== Supplied records ==

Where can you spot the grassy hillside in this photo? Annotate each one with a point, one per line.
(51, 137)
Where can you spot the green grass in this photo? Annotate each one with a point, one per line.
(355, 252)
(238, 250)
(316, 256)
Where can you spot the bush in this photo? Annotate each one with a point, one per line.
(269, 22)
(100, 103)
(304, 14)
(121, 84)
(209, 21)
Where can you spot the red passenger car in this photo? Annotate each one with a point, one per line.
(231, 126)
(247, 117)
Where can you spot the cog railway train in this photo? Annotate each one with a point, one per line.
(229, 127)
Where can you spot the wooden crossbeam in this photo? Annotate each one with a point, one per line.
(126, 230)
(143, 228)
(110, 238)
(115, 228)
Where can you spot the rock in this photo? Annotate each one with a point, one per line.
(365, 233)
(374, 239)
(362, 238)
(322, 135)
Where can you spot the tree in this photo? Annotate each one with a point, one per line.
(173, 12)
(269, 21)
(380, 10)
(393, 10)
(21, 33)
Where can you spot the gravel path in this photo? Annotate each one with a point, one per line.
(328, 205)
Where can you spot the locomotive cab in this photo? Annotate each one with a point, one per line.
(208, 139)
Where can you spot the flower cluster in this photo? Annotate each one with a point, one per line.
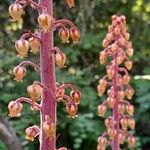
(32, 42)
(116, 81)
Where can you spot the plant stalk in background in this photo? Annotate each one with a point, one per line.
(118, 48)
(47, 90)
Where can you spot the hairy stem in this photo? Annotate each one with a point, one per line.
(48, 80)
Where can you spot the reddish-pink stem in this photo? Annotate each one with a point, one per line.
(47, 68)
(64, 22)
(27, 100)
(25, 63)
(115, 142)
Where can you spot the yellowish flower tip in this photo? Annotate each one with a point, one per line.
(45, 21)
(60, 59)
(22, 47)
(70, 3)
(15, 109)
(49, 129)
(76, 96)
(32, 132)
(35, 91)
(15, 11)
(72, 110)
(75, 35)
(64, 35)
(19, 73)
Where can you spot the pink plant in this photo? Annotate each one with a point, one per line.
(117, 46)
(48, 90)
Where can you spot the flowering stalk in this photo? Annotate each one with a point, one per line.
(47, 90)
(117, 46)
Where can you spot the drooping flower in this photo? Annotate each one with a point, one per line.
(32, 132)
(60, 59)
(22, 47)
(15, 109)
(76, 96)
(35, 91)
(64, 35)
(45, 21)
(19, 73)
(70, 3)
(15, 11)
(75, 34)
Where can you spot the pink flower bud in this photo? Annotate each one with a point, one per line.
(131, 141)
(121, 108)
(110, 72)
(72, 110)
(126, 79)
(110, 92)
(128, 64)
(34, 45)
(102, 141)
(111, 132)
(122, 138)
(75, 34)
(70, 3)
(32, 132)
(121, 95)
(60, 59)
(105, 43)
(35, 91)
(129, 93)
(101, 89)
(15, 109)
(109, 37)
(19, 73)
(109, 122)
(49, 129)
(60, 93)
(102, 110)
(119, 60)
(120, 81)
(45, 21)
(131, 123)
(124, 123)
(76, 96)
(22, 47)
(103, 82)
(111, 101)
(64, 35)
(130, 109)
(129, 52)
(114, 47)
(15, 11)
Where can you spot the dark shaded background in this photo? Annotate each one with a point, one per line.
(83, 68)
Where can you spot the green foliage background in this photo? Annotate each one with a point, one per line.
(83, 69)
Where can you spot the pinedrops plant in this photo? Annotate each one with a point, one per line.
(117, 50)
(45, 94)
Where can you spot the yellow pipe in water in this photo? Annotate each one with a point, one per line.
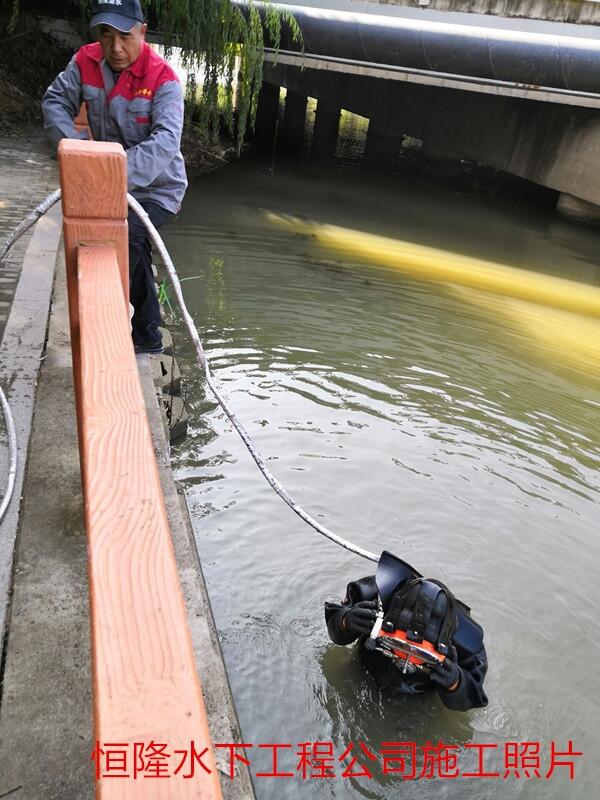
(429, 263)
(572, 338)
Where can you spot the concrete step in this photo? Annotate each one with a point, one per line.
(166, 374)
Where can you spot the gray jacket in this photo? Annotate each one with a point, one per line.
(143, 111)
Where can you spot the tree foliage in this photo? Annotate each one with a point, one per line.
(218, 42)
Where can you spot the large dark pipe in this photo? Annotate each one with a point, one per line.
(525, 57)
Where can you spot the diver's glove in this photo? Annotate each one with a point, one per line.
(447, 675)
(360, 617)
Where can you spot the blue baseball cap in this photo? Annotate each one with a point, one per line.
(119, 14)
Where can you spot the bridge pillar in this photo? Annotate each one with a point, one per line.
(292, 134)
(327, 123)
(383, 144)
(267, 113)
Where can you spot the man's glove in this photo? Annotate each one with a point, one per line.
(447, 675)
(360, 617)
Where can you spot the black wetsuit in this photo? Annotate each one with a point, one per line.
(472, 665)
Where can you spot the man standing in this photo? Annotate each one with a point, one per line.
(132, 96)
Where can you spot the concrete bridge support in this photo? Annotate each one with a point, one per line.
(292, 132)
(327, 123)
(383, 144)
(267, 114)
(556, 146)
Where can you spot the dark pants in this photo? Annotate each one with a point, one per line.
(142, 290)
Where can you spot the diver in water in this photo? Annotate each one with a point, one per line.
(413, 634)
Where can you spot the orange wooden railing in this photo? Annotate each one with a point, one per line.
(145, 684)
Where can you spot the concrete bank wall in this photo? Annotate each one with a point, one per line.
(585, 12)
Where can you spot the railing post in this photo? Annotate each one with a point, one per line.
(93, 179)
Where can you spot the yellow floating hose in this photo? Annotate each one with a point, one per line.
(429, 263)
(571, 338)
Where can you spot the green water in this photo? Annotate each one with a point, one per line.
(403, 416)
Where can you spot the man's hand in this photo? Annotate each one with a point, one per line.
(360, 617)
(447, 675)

===

### Directions for this task
Leave the pictures out and output all of the data verbatim.

### Answer to this exercise
Where can you spot the grassy hillside in this photo? Annotate each one with a point, one per line.
(51, 137)
Where can you spot the green grass in this photo? Annotate each one with a point, one per line.
(355, 252)
(238, 250)
(316, 256)
Where can you spot the bush in this photo? Annotate each one with a point, one per line.
(269, 22)
(100, 103)
(304, 14)
(121, 84)
(209, 21)
Where can you spot the red passenger car in this photo? Annotate each one with a point, one per line.
(231, 126)
(247, 117)
Where can you spot the cog railway train in this photo? Annotate each one with a point, one per line.
(229, 127)
Where can you spot the wooden crossbeam in this photo? Annotate each one with a point, one per line.
(126, 230)
(143, 228)
(110, 238)
(115, 228)
Where can you spot the rock in this photo? Annotate each one with a point, one per line.
(365, 233)
(374, 239)
(362, 238)
(322, 135)
Where can you spot the tree in this photo? Annotate each one with a point, one per line.
(173, 12)
(269, 21)
(380, 10)
(393, 10)
(21, 33)
Where can you spot the gravel path in this photo? Annotate each one with a point, one per line.
(328, 205)
Where can you spot the locomotive cab in this photo? Annotate each one with a point, one per line.
(208, 139)
Where can you spot the flower cluster in this photo? Annotate each one with a point, one per line.
(32, 42)
(116, 81)
Where can you spot the plant stalk in background in this photo? Annotate each one with a point, one per line.
(118, 48)
(47, 90)
Where can you spot the hairy stem in this photo? Annotate each one with a point, one per line.
(48, 80)
Where can you spot the reddish-pink stem in this photo? Annotate each one with a point, one per line.
(47, 68)
(64, 22)
(27, 100)
(25, 63)
(115, 142)
Where can you spot the yellowish flower tip in this photo? Annotate each one with a point, one per line.
(45, 21)
(60, 59)
(22, 47)
(70, 3)
(15, 109)
(49, 129)
(76, 96)
(32, 132)
(35, 91)
(15, 11)
(72, 110)
(75, 35)
(64, 35)
(19, 73)
Where can you spot the pink plant in this photo? Annotate each one with a point, one per line.
(117, 46)
(48, 90)
Where can you spot the flowering stalk in this photo? Annotate each one with a point, one per line.
(47, 90)
(117, 46)
Where can you spot the drooping flower in this photo? Annotate each one with a point, one per line.
(32, 132)
(60, 59)
(22, 47)
(15, 109)
(76, 96)
(35, 91)
(64, 35)
(45, 21)
(19, 73)
(70, 3)
(15, 11)
(75, 34)
Where can you spot the pink flower bud in this photo? Annotate each one with a point, one per line.
(131, 141)
(121, 108)
(110, 72)
(72, 110)
(126, 79)
(110, 92)
(128, 64)
(34, 45)
(102, 141)
(111, 132)
(122, 138)
(75, 34)
(70, 3)
(32, 132)
(121, 95)
(60, 59)
(105, 43)
(35, 91)
(129, 93)
(101, 89)
(15, 109)
(109, 37)
(19, 73)
(109, 122)
(49, 129)
(60, 93)
(102, 110)
(119, 60)
(120, 81)
(45, 21)
(131, 123)
(124, 123)
(76, 96)
(22, 47)
(103, 82)
(111, 101)
(64, 35)
(130, 109)
(129, 52)
(114, 47)
(15, 11)
Where can you spot the dark shaded background in this photo? Annotate each one with a point, one per line.
(83, 68)
Where can you spot the green foliage background in this photo? Annotate each one with a point, one per line.
(83, 69)
Where can you spot the pinedrops plant in this photo? Annotate each one with a point, one per line.
(117, 50)
(45, 94)
Where can you spot the yellow pipe in water in this photo? Annotate each one with a point, one per line.
(429, 263)
(572, 338)
Where can you spot the concrete step in this photo? Annotate each one with a point, one per line.
(166, 374)
Where can you spot the gray jacket in this photo? Annotate each one with a point, one per line.
(143, 111)
Where can you spot the tree foliage in this photo? Annotate each one with a point, one per line.
(218, 42)
Where can you spot the large dark pipe in this photo? Annotate each one with a point, one per line.
(525, 57)
Where can you spot the diver's glove in this photo? Annotate each one with a point, one per line.
(447, 675)
(360, 617)
Where can you spot the blue baseball cap in this photo? Annotate each one with a point, one per line.
(119, 14)
Where can you spot the bridge pillar in this photo? Annotate each one with a point, one per line.
(292, 134)
(327, 123)
(383, 144)
(267, 113)
Where can you spot the man's glove in this photo? Annotate each one with a point, one per line.
(447, 675)
(360, 617)
Where can you spot the black wetsuit in this photo? Annotate each one with a point, one per line.
(472, 665)
Where can you spot the man standing in this photo? Annotate each one with a point, one per line.
(132, 96)
Where can you spot the concrete bridge support in this photo? Annotate each one with a point, one per line.
(292, 132)
(327, 123)
(383, 144)
(267, 114)
(556, 146)
Where can you spot the dark pants in this photo? Annotate each one with a point, one per line.
(142, 290)
Where can you spot the diver in water in this photo? Annotate each one with a point, one per line.
(413, 634)
Where can you spot the orange wooden railing in this photo? Annotate each one with a point, one per line.
(145, 684)
Where can you spot the concrete bank wall in this photo? Annotate each one with a point, one per line.
(585, 12)
Where can you spot the railing post in this photo? Annotate each one with a point, one per line.
(93, 179)
Where can you spot the yellow floating hose in this photo? Annotate each one with a point, one per line.
(429, 263)
(571, 338)
Where can you spot the green water in this photo? Annotate each one with a point, one per line.
(403, 416)
Where can you spot the man's hand in this photo? Annotate each one with a point, one per line.
(360, 617)
(447, 675)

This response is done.